* **Data drawn from a collection**:

==============================

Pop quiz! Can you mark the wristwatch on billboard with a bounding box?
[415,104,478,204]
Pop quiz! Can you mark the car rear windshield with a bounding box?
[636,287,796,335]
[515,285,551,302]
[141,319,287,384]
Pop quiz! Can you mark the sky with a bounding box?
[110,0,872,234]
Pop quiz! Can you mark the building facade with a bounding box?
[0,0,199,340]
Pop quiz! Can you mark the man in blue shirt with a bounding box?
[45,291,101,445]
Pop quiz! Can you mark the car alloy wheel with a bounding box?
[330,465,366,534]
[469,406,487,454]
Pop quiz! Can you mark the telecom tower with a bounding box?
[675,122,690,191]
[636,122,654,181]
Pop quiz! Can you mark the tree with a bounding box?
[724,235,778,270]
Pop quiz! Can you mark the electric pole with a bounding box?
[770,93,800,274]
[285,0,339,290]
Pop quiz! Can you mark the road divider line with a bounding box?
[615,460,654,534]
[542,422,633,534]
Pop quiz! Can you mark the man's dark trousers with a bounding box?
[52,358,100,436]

==============================

* **Instructions to follow**: Return, unchanged, every line of the entries starting with the line that contains "Pop quiz! Can you mark the telecom" and continuing through the last line of the entries, inclusive.

* **Answer to the task**:
Pop quiz! Can you mark the telecom tower with a bounding box?
[675,122,690,191]
[636,122,654,181]
Pop quiz! Can you mark the tree with a bounding box?
[724,235,778,270]
Pop quiz! Can you mark the electric pole with a bounding box?
[770,93,800,274]
[285,0,339,290]
Pop quiz! Can you mark the road divider line with a bounding box?
[615,460,654,534]
[542,422,633,534]
Pop quiz! Can you mark the man's dark trousers with a bounding box?
[52,358,100,436]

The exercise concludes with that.